┌──
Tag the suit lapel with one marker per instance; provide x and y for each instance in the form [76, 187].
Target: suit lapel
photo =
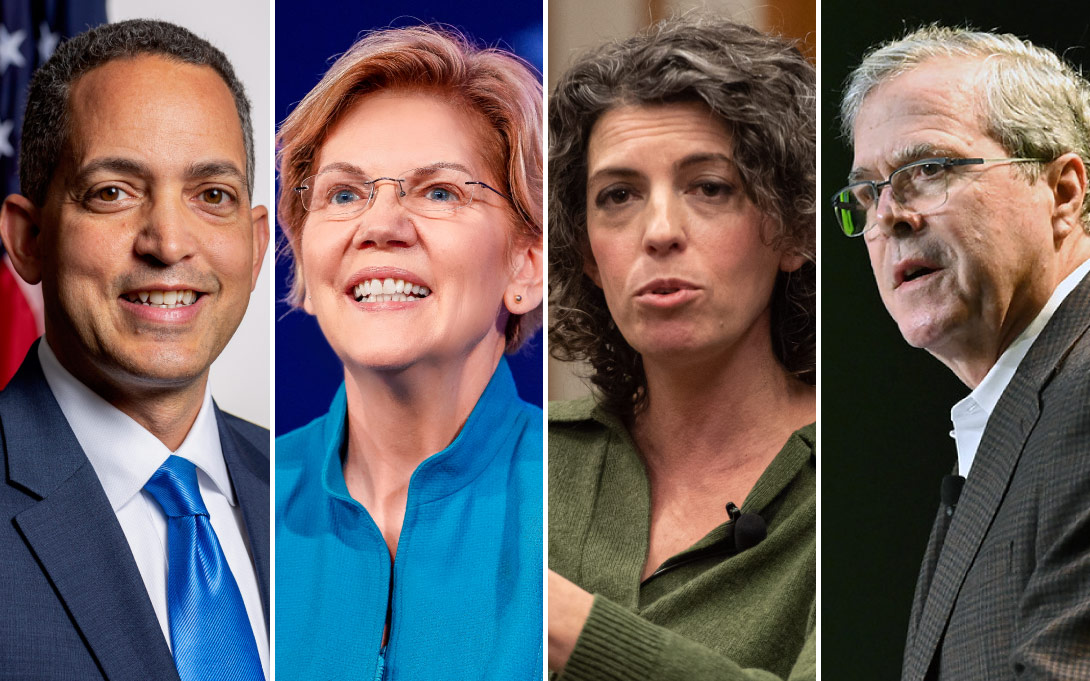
[250, 475]
[1002, 445]
[76, 537]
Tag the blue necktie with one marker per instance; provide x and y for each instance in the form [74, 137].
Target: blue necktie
[209, 632]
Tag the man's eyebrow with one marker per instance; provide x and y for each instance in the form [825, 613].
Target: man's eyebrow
[903, 156]
[204, 170]
[113, 163]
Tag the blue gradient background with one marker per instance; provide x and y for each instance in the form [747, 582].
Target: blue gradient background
[309, 36]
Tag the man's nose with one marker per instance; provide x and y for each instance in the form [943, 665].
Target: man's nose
[168, 234]
[892, 217]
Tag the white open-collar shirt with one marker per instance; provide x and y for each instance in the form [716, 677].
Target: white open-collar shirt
[970, 415]
[124, 455]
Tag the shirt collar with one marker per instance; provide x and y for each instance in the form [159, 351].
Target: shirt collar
[123, 453]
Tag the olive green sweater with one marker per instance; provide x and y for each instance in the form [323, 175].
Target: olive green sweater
[750, 616]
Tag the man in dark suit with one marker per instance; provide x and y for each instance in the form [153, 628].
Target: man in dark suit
[135, 513]
[970, 190]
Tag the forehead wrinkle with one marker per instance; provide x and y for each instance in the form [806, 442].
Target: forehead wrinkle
[941, 97]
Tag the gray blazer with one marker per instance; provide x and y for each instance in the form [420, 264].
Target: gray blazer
[1004, 591]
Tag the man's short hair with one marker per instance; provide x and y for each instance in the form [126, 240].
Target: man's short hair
[46, 125]
[1033, 102]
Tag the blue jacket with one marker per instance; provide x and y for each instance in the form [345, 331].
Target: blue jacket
[467, 583]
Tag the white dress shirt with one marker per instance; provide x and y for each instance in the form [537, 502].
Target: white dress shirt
[970, 415]
[124, 455]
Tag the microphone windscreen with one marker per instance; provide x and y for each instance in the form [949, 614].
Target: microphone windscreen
[750, 530]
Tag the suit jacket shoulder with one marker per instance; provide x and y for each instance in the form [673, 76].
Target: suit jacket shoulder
[1003, 591]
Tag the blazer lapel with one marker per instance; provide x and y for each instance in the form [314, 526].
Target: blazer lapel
[76, 537]
[250, 475]
[1000, 449]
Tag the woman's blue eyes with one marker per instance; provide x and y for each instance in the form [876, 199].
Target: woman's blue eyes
[344, 196]
[440, 194]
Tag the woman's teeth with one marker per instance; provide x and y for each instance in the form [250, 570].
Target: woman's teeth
[162, 299]
[389, 290]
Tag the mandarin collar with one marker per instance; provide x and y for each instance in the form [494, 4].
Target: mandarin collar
[486, 432]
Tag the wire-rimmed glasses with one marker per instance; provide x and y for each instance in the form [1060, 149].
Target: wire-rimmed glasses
[919, 186]
[438, 190]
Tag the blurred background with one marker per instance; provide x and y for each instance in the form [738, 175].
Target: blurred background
[309, 37]
[885, 406]
[576, 26]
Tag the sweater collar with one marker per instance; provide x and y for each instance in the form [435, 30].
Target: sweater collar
[447, 471]
[798, 452]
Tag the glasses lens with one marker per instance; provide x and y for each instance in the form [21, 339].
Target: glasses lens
[335, 193]
[850, 207]
[436, 190]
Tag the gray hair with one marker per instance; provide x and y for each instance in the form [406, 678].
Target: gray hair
[46, 125]
[762, 88]
[1032, 102]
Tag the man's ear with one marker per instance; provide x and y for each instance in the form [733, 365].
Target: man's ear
[1067, 180]
[528, 270]
[19, 228]
[259, 216]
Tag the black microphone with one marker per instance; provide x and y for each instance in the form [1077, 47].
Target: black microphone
[749, 529]
[951, 491]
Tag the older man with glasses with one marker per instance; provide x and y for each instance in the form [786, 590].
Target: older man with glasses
[969, 187]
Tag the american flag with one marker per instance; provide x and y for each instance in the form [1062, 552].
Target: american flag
[29, 32]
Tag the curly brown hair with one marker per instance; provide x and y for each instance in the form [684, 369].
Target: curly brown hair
[763, 89]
└──
Please reproduce all of the material above word for word, leaving out the pictures.

* _Task output_:
Tag the suit lapel with one marker per instance; provide x and y for each instance in the form [76, 187].
Target: suit lapel
photo =
[250, 475]
[1002, 445]
[76, 537]
Tag the blue necktie with one marker per instance; provide x and y for each instance in the form [74, 137].
Target: blue necktie
[209, 632]
Tag the man's eyebrow with one marker per instance; provide x and y for each instance in the form [825, 613].
Target: man's eyebrow
[903, 156]
[204, 170]
[113, 163]
Tag the blue gradient background with one marker per instance; provide x and y for each instance in the form [747, 582].
Target: blue gradient background
[309, 36]
Tag the man's nose with one marker per instance; provide x and y for each instance in the form [943, 665].
Target: man's nose
[168, 234]
[892, 217]
Tag the white open-collar shirt with one marker per instance; provide x and y for each instance in the form [716, 677].
Target: white open-collar shirt
[970, 415]
[124, 455]
Tag the shirt collar with one marker per instance; provide x and y for each instance in the form [159, 351].
Target: shirt collar
[123, 453]
Tag the olive green sweater with one marker per instance; provide x and y for each instance in the form [323, 175].
Target: olive green sweater
[750, 616]
Tag the man in dark suit with one marker per instance; provide x and y for each instance in the form [153, 628].
Target: man in dark suit
[135, 513]
[970, 190]
Tag the forehead wrinkle with one marker per instance; provide x and y for each instance in the form [806, 442].
Target: forehead wrinkle
[941, 97]
Tag the gray blazer with one marker per instance; provide x and y for each instance in the form [420, 264].
Target: gray blazer
[1004, 591]
Tag the man's short hair with one marker per instance; provide x and y for each instance in the form [126, 240].
Target: man's short hair
[46, 125]
[1033, 102]
Tag the blue jacket with one marker per instance; provide x and y for each instance in the form [345, 331].
Target: blue jacket
[467, 583]
Tag the white dress shirt with one marker per instance; provide x and y for each instance in the form [537, 502].
Target: white dress shirt
[970, 415]
[124, 455]
Tag the microphone windscreen with one marker per instance; provide x and y for each instance in the form [949, 614].
Target: microphone windscreen
[750, 530]
Tag the suit jacket shoulder with one marker per instance; provide x and y for each instance in the form [673, 76].
Target: suit jacket shoulder
[1003, 591]
Tag the blazer lapel with one marker per instance; provide x and y for each instance in the form [314, 526].
Target: blazer lapel
[76, 537]
[250, 475]
[1000, 449]
Tag the woman's blue eyes with one marker per instance; provide x and y for each instance in the form [876, 199].
Target: woman's blue eyes
[344, 196]
[440, 194]
Tag the woman's teeth with one marker per instance; provide x and y for each instance in the form [250, 570].
Target: woman's teeth
[162, 299]
[389, 290]
Tag the mandarin collar with one marker per instance; provide x and y for each instance in the form [494, 4].
Target: mandarin collar
[486, 432]
Tag the wire-rimmed glasses with one marker per instance; provide x and y for each instance in the form [1060, 149].
Target: wire-rimmed glasses
[919, 186]
[438, 190]
Tag the blurred background with one marker per instance; provide x and y for each instance in the form [738, 175].
Target: blurred background
[309, 37]
[885, 406]
[576, 26]
Tag the sweater collar with one marker per instance; provide x and y for each instance in the form [435, 30].
Target: sweater collar
[447, 471]
[798, 452]
Tag the glasses lens with one marker per instance; provide x and y for each instance in the form [21, 339].
Target: glasses lens
[335, 193]
[850, 207]
[436, 190]
Tag the gray hair with one marker per instance; provide x and y for each instance in the form [406, 678].
Target: gray hair
[46, 125]
[762, 88]
[1032, 102]
Tag the man's ear with one marker per instance; provide x and y for each instance in the form [733, 365].
Target: man's ear
[1067, 180]
[528, 270]
[19, 228]
[259, 216]
Tag the black microphone with one marker per instance; provide x and y for each instance in the form [1077, 47].
Target: black microphone
[749, 529]
[951, 491]
Tag the older man with glasses with one marker per instance; provide x and y for each instance in the form [786, 590].
Target: older man with glasses
[969, 187]
Tag the american flag with one marker per instance; provide x and y for each instance in the form [1062, 552].
Target: american flag
[29, 32]
Tag the curly brown hair with one marker per instance; provide x and y for each instance in the form [684, 369].
Target: curly brown hair
[763, 89]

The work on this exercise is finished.